* WHAT TO DO: Starting at the first line of the data, print each line verbatim up to and including the line bearing "tag the floppy brown ear", omitting pictures.

* Natural language region descriptions:
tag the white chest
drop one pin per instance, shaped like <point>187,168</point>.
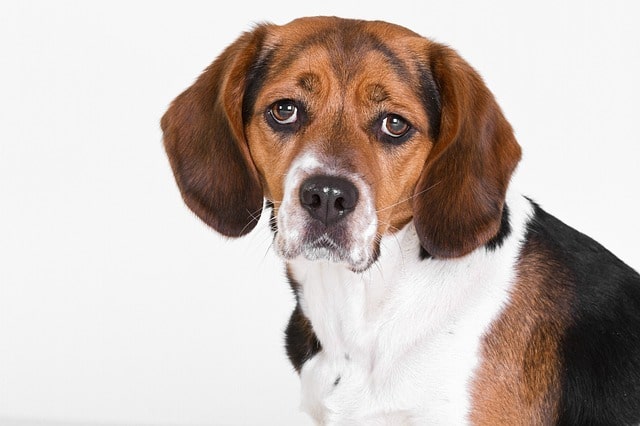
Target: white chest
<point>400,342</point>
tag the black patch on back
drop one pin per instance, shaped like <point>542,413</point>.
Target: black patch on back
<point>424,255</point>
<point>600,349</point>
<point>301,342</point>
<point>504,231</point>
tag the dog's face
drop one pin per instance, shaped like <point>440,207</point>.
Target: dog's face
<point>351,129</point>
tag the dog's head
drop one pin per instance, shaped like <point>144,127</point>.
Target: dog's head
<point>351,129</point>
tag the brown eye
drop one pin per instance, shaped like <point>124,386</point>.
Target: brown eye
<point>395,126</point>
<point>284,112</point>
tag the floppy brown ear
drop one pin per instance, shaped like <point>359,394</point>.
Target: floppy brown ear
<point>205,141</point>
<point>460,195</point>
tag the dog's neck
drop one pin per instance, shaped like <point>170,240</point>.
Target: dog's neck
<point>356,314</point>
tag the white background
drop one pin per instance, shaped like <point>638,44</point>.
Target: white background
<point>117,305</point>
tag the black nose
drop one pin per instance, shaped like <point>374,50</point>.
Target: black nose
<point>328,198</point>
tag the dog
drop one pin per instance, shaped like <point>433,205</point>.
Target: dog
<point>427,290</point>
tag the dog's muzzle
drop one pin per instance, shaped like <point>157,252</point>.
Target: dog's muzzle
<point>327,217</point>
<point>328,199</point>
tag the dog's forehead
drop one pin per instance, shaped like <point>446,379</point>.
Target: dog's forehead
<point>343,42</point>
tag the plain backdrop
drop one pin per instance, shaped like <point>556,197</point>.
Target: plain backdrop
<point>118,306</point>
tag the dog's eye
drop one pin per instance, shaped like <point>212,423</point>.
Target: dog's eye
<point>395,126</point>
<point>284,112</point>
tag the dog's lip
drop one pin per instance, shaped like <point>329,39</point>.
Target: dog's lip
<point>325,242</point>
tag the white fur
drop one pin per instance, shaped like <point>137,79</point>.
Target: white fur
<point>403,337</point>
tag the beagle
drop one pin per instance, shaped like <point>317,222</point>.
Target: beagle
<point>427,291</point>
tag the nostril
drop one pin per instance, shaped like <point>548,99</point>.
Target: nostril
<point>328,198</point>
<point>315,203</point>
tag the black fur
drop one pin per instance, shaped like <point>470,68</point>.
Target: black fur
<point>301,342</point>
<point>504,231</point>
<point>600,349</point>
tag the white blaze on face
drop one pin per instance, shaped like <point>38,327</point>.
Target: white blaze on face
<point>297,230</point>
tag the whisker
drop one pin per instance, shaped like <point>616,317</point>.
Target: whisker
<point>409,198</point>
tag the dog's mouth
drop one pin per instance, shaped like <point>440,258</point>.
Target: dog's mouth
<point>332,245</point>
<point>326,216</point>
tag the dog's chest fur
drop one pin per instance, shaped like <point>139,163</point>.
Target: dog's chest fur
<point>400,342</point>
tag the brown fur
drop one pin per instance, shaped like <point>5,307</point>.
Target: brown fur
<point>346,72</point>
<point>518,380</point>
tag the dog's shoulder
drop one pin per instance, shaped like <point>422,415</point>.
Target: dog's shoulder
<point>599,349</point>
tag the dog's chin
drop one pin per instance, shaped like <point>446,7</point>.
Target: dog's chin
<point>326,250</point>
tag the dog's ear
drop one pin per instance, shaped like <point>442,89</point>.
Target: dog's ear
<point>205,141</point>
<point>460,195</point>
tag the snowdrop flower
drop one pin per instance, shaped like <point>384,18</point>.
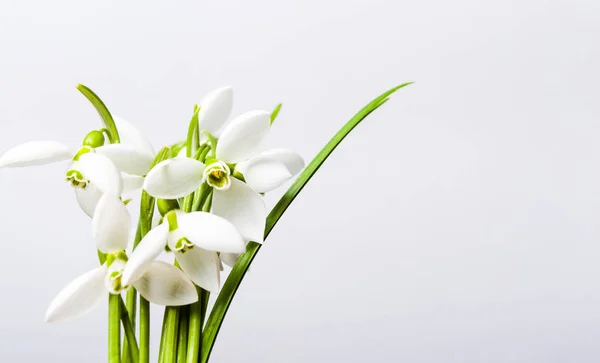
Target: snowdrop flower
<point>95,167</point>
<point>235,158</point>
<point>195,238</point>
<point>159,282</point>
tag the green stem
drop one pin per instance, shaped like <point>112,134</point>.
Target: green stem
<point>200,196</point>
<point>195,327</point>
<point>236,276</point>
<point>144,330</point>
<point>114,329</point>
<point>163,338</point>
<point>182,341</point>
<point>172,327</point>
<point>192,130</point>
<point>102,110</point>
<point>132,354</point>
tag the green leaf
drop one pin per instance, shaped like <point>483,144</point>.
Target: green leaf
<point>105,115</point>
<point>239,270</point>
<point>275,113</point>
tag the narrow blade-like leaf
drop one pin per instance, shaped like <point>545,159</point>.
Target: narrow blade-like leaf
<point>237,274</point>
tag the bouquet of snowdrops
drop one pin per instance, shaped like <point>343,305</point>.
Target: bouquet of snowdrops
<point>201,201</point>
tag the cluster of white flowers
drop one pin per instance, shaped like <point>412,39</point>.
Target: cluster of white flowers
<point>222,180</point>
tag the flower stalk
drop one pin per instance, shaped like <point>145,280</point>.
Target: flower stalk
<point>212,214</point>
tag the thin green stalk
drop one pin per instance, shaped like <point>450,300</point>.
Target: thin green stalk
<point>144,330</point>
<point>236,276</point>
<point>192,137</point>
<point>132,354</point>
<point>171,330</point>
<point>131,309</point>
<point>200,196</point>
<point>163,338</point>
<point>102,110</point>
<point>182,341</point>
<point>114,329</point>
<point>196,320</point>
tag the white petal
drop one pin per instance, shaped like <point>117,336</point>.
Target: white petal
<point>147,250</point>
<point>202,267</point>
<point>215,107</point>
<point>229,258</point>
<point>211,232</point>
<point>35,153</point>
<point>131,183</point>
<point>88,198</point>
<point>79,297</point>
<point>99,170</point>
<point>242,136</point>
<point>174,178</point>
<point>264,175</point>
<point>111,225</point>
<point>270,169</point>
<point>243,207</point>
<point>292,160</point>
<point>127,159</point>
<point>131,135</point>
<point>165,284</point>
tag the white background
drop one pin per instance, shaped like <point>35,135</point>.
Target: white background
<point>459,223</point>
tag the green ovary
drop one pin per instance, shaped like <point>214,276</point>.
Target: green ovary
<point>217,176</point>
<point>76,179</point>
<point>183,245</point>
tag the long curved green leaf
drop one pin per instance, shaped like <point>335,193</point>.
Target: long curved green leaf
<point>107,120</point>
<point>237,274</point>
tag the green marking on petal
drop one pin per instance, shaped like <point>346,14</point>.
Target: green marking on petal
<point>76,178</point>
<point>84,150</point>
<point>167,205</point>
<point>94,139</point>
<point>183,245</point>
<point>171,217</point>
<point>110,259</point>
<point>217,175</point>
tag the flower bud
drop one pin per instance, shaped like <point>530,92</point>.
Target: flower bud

* EXERCISE RESULT:
tag the white chest
drop one pin per instance, shaped like <point>187,168</point>.
Target: white chest
<point>400,342</point>
tag the black patch on back
drop one pin per instance, shaped like <point>542,413</point>.
Target: black patch on back
<point>424,255</point>
<point>600,349</point>
<point>301,342</point>
<point>504,231</point>
tag the dog's face
drop one pin per instance, shaped like <point>440,207</point>.
Target: dog's face
<point>351,129</point>
tag the dog's head
drop one pin per instance, shaped like <point>144,127</point>.
Target: dog's head
<point>351,129</point>
tag the brown eye
drop one pin per instance, shaped like <point>124,386</point>.
Target: brown eye
<point>395,126</point>
<point>284,112</point>
tag the floppy brown ear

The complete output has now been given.